Exercise task 1:
According to the MathML excerpt, how many symbols does the complete list of MathML entity references contain?

Excerpt provided:
Example 2. External elements and token elements
The final point regarding the MathML syntax is related to text and symbol
characters needed for mathematical expressions. Firstly,
characters and symbols can only appear inside MathML token elements, such as for a+b example:
<mrow> <mi>a</mi> <mo>+</mo> <mi>b</mi> </mrow>
The external mrow element is only
expected to connect its start and end tags as well as to include
other MathML elements in its
content. Contrary, the mi and
mo elements are token elements, and
their contents include characters and symbols. Token elements can
contain plain text characters, which display themselves, or
special entity references, which represent extended characters,
such as Greek letters.
The complete list of MathML entity references is long and comprehensive with more than 1,800 symbols.
To generate the rendering of MathML mathematical expression, Internet browsers need special declarations in the web page.
There are two solutions how the browsers can resolve what kind of data needs to be displayed. First solution includes local files that indicate their type with a filename extension, since the data that arrive from the Internet does not have a filename. Therefore, web servers include extra data about what kind of file is being sent to the browsers. This extra data is called a MIME type. Three kinds of files are related to MathML rendering in browser:
-
XML files, which includes XHTML files. Mozila/Netscape 7 only renders MathML in this kind of file.

Exercise task 2:
Identify every row below that contains the string "motorbike" and copy each of those rows in full, treating uppercase and lowercase letters as different.

Records shown:

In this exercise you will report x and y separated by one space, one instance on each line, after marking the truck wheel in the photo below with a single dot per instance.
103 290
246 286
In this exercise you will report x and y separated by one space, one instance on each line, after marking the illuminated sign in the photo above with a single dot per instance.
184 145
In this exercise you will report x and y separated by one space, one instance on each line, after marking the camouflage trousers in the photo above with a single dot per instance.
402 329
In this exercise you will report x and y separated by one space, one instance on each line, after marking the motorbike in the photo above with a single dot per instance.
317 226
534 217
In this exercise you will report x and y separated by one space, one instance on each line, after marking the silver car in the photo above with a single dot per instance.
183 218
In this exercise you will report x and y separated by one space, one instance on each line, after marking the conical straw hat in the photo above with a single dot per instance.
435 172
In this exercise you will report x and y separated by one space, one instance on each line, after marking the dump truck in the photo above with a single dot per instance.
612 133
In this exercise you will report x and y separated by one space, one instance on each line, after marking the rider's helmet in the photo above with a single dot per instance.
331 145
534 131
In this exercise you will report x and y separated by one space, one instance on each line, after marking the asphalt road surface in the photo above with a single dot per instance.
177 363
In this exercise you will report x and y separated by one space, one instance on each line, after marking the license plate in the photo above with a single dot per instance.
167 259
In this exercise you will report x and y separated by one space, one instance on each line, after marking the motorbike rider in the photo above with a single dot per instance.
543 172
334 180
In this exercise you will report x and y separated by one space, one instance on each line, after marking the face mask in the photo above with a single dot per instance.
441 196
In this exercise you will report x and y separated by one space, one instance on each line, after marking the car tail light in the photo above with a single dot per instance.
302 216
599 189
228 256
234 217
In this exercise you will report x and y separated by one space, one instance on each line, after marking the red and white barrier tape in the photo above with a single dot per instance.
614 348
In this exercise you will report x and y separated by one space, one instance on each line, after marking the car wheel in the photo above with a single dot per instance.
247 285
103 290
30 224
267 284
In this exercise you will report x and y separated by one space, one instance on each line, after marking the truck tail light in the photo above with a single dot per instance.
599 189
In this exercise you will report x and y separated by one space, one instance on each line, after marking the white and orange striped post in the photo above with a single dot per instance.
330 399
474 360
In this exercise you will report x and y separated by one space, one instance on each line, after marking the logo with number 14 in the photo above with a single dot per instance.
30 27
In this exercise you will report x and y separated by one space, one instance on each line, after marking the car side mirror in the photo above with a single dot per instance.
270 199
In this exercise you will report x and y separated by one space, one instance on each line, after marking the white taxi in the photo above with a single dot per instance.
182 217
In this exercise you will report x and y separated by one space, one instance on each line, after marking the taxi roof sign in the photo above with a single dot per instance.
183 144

Exercise output 1:
More than 1,800 symbols.

Exercise output 2:
In this exercise you will report x and y separated by one space, one instance on each line, after marking the motorbike in the photo above with a single dot per instance.
In this exercise you will report x and y separated by one space, one instance on each line, after marking the motorbike rider in the photo above with a single dot per instance.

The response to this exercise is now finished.